===== Items =====

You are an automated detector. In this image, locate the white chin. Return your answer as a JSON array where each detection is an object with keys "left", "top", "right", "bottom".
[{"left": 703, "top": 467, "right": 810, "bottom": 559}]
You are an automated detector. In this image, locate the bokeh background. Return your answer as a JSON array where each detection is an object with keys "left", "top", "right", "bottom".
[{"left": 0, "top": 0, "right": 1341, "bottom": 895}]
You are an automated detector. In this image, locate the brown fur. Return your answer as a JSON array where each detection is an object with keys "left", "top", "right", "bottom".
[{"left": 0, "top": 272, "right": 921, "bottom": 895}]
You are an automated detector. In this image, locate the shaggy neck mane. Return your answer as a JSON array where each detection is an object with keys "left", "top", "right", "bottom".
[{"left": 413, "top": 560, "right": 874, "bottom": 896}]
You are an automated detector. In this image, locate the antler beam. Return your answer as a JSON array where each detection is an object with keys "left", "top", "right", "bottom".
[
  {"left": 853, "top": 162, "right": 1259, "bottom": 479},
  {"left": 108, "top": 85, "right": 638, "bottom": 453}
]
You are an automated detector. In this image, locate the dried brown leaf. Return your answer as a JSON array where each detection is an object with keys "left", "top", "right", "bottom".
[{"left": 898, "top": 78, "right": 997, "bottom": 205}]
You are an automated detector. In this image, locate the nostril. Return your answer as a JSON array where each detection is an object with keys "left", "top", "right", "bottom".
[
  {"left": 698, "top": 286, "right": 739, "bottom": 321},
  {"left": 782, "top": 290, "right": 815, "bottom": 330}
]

=====

Problem to work on
Could you reproduce the records from the line with "You are an automated detector. In this image, locate the brown" through the end of the records, requests included, scaling every bounding-box coordinate in the answers by 0.25 and rounding each result to a whole number, with halves rounded up? Return only those lines.

Written solution
You are an automated detector. In this image, locate the brown fur. Return your answer as a JSON array where each detection is an object with keys "left", "top", "right", "bottom".
[{"left": 0, "top": 68, "right": 230, "bottom": 224}]
You are an automated detector. In this image, locate the shaggy neck mane. Return your answer as a JSON array where each detection is an object with keys "left", "top", "right", "bottom".
[{"left": 103, "top": 140, "right": 219, "bottom": 224}]
You are an automated detector. In this image, locate the antler beam. Return your answer as a JSON array where each detection is an object with keys "left", "top", "right", "bottom".
[
  {"left": 213, "top": 41, "right": 315, "bottom": 120},
  {"left": 27, "top": 21, "right": 160, "bottom": 113}
]
You are an automated detector. In this image, locate the dried brown leaf. Return your answer as a JSON array where each detection is an object with keys "left", "top", "right", "bottom".
[{"left": 225, "top": 20, "right": 249, "bottom": 51}]
You are an automated detector. In this image, locate the nostril. Return your answer as a JSON array where each detection is an object with keys "left", "top", "right", "bottom".
[
  {"left": 175, "top": 72, "right": 185, "bottom": 80},
  {"left": 196, "top": 73, "right": 204, "bottom": 83}
]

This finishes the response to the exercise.